TASK DIRECTIONS
Take the line that contains "Point out the fan palm leaf in this photo." and every line after it in the material below, and quote them exactly.

INFORMATION SHOWN
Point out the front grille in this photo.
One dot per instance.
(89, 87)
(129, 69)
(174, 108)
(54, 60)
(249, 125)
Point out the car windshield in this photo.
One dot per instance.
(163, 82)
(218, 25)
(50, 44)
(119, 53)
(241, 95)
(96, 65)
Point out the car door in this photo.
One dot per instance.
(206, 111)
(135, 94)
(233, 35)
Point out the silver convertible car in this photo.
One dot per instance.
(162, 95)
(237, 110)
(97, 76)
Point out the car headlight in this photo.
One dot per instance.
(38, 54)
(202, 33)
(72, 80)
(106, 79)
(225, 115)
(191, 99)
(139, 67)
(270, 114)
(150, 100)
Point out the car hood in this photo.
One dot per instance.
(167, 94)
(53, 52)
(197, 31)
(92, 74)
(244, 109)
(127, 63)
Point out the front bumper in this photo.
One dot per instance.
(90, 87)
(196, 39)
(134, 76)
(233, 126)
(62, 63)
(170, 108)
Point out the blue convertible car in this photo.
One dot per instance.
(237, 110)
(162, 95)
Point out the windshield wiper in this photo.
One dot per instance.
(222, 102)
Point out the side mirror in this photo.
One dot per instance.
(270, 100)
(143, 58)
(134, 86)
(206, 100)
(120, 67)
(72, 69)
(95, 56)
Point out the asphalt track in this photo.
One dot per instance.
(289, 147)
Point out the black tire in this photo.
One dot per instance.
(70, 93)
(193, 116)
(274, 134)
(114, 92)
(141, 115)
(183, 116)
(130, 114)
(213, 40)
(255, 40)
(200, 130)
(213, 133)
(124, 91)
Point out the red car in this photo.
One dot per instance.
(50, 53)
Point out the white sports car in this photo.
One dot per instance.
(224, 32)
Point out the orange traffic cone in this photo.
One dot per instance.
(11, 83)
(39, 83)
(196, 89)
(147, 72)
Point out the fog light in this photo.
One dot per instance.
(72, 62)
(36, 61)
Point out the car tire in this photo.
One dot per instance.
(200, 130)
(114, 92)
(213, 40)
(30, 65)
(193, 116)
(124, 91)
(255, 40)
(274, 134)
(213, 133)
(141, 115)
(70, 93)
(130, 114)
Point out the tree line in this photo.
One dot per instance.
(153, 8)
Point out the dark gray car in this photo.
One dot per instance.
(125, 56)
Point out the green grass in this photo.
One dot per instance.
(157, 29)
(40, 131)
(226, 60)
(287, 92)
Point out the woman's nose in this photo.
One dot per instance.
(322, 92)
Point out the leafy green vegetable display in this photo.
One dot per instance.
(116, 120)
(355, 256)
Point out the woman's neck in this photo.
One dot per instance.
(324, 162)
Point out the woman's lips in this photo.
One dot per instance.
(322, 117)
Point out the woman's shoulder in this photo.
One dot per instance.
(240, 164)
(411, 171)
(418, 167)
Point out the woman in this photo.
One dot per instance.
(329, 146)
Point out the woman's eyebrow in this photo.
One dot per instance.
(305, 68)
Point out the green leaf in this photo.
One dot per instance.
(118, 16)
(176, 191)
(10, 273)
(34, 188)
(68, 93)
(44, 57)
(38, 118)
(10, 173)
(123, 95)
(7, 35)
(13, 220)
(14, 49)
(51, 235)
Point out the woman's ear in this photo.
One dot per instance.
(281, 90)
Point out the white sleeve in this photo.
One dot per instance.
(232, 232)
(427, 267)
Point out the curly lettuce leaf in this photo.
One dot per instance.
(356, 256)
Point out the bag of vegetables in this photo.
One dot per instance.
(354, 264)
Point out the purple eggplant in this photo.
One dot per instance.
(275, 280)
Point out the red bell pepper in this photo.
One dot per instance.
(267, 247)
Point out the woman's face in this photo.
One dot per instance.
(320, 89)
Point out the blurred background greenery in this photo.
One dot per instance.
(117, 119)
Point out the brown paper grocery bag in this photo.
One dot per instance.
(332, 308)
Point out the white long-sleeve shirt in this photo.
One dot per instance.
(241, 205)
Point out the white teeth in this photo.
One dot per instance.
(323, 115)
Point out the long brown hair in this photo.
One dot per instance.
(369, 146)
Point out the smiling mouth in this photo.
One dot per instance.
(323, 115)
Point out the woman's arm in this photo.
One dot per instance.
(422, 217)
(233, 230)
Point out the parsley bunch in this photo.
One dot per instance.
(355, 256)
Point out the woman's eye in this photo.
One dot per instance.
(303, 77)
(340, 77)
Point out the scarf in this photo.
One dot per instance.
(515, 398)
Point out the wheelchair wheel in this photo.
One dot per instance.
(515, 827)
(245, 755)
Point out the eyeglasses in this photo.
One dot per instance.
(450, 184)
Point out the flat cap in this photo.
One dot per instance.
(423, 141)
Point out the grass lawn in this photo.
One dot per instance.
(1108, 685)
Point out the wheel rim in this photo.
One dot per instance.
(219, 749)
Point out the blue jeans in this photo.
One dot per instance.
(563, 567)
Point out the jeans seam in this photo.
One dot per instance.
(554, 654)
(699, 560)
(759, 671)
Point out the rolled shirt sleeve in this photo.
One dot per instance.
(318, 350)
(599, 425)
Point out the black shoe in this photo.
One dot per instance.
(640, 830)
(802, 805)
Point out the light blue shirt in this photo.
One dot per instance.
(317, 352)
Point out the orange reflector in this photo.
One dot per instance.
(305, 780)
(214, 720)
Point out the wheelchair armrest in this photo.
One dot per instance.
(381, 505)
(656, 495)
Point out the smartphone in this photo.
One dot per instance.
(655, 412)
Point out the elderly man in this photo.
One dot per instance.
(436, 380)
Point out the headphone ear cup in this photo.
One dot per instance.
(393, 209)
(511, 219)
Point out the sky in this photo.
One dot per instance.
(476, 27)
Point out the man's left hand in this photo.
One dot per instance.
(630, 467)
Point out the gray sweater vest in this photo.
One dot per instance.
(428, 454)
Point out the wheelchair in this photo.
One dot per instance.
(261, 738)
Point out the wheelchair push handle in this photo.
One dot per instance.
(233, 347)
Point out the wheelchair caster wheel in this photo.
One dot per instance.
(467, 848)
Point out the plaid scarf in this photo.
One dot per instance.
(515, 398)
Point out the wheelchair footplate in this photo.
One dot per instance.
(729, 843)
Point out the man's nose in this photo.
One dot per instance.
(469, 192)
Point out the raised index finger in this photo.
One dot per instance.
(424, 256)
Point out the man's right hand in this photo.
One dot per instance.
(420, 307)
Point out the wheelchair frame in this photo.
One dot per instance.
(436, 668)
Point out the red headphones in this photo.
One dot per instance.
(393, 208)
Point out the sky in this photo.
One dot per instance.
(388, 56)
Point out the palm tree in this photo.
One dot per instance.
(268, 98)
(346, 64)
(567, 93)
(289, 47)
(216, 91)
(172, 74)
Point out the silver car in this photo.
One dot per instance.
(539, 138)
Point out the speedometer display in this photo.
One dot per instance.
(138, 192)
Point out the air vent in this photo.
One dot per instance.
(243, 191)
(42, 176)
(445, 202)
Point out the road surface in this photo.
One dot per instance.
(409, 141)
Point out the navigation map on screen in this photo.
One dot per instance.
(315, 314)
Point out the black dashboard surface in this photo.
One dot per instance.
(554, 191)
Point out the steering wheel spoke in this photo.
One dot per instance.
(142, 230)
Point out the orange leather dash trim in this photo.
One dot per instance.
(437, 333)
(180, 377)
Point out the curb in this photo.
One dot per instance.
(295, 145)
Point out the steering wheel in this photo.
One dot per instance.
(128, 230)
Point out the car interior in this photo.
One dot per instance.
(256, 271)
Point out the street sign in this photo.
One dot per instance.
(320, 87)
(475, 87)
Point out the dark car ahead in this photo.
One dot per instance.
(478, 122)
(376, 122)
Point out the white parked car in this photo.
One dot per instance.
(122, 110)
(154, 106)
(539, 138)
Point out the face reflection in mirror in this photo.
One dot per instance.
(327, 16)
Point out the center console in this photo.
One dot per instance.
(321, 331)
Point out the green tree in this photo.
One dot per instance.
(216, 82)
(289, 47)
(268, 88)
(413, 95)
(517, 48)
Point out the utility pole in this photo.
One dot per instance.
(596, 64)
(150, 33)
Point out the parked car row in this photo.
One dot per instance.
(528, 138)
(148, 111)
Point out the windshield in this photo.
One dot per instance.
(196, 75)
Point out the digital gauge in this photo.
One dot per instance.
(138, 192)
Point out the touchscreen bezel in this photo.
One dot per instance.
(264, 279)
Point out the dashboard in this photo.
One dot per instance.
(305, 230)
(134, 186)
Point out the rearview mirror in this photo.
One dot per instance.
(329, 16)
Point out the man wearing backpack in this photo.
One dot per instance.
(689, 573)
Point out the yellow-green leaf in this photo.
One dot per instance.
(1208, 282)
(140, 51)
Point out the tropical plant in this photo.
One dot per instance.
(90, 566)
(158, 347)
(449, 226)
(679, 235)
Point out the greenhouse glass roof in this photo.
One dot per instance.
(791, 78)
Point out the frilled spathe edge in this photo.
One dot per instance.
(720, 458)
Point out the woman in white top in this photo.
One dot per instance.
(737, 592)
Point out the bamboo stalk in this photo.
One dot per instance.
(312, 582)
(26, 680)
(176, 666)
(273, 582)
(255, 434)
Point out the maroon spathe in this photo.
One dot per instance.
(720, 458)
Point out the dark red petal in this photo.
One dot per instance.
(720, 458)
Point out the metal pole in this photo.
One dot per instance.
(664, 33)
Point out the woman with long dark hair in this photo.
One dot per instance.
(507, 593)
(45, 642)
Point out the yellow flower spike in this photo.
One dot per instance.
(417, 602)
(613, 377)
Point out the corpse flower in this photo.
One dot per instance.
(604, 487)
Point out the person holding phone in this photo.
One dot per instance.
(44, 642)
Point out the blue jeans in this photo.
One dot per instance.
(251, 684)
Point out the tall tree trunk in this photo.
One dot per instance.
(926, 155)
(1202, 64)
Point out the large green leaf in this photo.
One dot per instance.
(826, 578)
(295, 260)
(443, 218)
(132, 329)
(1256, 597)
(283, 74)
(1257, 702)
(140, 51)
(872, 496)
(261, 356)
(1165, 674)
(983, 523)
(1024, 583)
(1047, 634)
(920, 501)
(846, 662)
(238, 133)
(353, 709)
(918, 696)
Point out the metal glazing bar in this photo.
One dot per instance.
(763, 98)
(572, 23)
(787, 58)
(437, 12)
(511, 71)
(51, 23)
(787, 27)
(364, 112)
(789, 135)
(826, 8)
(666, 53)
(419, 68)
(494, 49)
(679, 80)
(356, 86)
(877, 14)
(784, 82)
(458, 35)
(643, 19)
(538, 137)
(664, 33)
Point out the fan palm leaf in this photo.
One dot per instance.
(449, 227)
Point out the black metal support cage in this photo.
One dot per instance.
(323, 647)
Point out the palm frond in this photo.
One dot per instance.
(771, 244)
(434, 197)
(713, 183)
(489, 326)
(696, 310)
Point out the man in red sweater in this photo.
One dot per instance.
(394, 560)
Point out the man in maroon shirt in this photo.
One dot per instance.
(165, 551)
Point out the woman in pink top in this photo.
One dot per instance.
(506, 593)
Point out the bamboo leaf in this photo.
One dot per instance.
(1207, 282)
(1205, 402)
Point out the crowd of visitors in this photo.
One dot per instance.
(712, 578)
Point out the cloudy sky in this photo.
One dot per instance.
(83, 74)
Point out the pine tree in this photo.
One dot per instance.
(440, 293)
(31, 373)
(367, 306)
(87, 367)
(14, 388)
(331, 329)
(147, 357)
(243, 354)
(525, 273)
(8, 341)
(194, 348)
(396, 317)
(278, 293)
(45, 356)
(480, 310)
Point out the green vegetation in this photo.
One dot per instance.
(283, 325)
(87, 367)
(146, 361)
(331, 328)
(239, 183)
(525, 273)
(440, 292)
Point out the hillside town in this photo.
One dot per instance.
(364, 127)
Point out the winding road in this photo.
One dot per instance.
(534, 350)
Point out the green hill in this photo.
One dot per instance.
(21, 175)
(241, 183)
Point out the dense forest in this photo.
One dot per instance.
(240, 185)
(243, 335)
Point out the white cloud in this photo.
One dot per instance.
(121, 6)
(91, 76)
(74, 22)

EXERCISE RESPONSE
Point out the fan palm leaf in this photo.
One dot per instance.
(449, 227)
Point out the black metal support cage in this photo.
One dot per instance.
(323, 647)
Point out the palm frond in this photo.
One dot per instance.
(771, 244)
(434, 197)
(713, 183)
(489, 326)
(696, 310)
Point out the man in red sweater in this photo.
One dot per instance.
(394, 560)
Point out the man in maroon shirt in this photo.
One dot per instance.
(165, 551)
Point out the woman in pink top in this photo.
One dot per instance.
(506, 593)
Point out the bamboo leaf in this photo.
One dot per instance.
(1207, 282)
(1205, 402)
Point out the crowd of visitors in this photo.
One dot per instance.
(712, 578)
Point out the cloudy sky in this photo.
One dot per instance.
(83, 74)
Point out the pine tree in this photo.
One dot per instance.
(440, 293)
(31, 373)
(367, 306)
(87, 367)
(14, 388)
(331, 329)
(147, 357)
(243, 354)
(525, 273)
(8, 341)
(194, 348)
(396, 317)
(278, 293)
(45, 356)
(480, 310)
Point out the green vegetation in this photo.
One dot per instance.
(283, 325)
(87, 367)
(146, 361)
(331, 328)
(239, 183)
(525, 273)
(440, 292)
Point out the hillside town in this photo.
One dot per instance.
(364, 127)
Point out the winding road in this photo.
One dot per instance.
(534, 350)
Point out the green hill in this photo.
One dot per instance.
(21, 175)
(241, 183)
Point out the dense forest in this photo.
One dot per instance.
(240, 185)
(243, 335)
Point out the white cloud in this photo.
One dot per instance.
(121, 6)
(91, 76)
(74, 22)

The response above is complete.